(The task): Return each line of the material below exactly. Begin at the first and end on the line with "Target: metal chain on ground".

(Data section):

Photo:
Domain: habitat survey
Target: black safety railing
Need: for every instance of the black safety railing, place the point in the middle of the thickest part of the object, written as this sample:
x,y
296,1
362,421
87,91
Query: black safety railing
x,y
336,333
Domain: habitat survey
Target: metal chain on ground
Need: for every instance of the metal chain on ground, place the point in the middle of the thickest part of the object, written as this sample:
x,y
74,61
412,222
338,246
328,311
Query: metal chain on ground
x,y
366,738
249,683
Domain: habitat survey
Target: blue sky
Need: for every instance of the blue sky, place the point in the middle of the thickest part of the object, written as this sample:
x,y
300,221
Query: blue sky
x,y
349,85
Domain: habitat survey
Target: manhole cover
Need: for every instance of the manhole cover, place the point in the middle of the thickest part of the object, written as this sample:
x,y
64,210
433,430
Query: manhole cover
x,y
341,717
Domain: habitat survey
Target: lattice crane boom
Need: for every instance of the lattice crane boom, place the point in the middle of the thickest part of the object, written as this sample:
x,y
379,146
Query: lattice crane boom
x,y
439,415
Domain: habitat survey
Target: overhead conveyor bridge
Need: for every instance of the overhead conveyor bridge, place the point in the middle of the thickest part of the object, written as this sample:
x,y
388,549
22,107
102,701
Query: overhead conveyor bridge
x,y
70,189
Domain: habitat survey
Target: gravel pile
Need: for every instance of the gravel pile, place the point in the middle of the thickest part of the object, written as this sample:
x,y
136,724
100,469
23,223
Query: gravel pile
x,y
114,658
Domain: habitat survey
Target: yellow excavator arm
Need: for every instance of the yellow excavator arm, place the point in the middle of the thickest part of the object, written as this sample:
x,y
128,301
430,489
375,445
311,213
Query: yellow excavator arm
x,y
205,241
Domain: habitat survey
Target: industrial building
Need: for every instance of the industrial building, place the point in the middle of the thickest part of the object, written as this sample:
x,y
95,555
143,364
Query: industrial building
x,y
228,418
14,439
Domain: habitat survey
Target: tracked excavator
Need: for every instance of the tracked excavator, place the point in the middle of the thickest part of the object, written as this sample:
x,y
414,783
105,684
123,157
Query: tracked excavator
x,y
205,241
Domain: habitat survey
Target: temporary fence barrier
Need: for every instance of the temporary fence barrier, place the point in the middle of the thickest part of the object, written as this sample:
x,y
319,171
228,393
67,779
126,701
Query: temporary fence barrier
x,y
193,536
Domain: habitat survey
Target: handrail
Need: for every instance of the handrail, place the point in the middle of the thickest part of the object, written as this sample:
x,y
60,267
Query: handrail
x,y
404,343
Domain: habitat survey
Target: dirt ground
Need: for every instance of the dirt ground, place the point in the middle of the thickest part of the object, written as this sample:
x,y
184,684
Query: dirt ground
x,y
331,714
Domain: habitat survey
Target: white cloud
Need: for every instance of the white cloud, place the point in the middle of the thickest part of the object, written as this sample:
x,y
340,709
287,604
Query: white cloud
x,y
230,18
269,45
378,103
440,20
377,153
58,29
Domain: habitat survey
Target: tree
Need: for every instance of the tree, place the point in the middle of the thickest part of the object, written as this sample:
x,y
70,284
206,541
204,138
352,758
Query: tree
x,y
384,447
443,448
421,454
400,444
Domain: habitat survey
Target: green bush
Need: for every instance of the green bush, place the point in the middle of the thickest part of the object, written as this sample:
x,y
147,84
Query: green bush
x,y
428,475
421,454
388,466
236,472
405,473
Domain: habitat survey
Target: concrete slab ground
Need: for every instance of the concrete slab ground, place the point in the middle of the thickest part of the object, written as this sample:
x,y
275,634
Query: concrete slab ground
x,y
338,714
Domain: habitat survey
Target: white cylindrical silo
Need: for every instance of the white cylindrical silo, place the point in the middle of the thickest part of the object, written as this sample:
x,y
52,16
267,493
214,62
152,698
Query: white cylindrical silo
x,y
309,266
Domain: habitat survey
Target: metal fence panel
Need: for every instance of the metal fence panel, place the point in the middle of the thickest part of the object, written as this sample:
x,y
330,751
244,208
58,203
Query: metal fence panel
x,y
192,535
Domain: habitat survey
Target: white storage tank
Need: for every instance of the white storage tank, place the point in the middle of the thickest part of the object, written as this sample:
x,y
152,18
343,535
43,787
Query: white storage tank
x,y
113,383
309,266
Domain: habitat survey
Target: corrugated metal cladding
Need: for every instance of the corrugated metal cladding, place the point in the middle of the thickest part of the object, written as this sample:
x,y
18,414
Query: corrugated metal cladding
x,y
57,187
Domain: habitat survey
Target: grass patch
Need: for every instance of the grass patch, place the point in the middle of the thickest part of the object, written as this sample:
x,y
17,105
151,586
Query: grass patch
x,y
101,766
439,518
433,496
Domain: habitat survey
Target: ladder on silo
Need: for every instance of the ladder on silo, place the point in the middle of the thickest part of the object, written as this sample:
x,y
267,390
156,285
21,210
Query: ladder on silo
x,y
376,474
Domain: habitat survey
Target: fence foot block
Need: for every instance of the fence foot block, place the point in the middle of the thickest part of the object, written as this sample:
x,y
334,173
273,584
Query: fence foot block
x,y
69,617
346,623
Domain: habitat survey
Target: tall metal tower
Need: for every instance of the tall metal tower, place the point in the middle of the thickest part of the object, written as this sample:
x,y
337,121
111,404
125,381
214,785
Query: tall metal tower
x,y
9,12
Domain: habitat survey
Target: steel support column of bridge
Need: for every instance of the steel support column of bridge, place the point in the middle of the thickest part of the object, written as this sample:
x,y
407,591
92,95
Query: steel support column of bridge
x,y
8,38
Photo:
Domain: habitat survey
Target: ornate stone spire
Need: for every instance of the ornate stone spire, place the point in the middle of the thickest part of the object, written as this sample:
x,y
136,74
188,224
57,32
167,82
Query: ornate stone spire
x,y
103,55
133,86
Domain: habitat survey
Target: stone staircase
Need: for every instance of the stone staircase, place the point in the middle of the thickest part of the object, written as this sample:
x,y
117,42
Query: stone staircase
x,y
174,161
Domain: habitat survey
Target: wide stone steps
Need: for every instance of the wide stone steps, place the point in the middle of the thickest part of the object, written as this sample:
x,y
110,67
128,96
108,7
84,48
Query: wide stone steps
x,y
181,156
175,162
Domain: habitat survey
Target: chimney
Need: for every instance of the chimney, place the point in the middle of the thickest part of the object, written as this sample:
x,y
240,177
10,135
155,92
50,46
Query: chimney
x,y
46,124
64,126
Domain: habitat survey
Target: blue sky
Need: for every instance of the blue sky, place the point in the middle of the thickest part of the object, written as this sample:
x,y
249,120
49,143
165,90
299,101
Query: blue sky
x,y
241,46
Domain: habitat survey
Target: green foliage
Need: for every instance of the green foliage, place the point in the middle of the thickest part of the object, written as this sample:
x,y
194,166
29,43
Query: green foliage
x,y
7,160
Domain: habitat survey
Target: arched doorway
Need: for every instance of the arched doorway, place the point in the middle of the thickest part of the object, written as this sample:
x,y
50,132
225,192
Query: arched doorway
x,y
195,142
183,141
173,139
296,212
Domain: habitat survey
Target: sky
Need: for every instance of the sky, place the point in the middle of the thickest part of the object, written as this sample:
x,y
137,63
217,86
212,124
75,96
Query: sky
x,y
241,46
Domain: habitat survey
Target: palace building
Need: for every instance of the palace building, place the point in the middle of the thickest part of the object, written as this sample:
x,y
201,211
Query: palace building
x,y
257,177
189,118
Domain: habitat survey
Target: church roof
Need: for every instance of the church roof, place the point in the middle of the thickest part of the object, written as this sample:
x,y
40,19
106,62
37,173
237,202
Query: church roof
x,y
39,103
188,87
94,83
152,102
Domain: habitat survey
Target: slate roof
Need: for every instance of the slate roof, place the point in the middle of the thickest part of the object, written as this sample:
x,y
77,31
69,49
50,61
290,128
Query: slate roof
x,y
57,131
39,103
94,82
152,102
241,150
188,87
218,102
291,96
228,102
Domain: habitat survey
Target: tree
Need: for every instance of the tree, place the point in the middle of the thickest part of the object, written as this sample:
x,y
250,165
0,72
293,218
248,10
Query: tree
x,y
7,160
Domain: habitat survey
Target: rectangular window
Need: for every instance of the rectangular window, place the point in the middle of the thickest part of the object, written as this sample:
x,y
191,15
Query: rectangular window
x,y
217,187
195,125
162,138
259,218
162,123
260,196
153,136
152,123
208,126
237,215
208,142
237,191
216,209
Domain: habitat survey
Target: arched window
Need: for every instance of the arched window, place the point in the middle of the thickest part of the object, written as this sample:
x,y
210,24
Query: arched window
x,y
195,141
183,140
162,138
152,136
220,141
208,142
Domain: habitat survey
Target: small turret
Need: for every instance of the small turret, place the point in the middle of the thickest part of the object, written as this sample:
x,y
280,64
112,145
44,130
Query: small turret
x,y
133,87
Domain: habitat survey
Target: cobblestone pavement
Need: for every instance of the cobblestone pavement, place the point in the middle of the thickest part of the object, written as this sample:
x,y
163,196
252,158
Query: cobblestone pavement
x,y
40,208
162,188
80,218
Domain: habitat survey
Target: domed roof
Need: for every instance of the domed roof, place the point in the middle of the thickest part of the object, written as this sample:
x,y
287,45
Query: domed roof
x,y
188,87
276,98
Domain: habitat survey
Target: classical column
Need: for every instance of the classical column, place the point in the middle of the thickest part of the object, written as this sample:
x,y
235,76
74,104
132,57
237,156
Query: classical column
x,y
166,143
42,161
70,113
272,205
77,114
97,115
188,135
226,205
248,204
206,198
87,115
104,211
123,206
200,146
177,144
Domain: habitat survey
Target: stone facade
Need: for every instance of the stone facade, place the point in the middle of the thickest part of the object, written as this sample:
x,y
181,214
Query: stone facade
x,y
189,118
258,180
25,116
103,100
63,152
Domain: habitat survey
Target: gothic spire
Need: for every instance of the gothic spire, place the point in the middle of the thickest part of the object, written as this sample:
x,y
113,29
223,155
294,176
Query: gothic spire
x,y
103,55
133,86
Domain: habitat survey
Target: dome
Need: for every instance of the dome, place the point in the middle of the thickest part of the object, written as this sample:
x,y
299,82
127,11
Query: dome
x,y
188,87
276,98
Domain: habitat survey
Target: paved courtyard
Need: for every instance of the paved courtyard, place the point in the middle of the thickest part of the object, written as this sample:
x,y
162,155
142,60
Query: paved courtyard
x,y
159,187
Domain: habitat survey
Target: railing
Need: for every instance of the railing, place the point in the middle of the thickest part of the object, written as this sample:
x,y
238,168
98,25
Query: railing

(Result for this task):
Photo:
Domain: habitat survey
Target: black safety railing
Need: for every instance of the black safety railing, place the point in the middle of the thickest part of the object, written as this sample:
x,y
296,1
362,421
87,91
Query: black safety railing
x,y
336,333
Domain: habitat survey
Target: metal chain on ground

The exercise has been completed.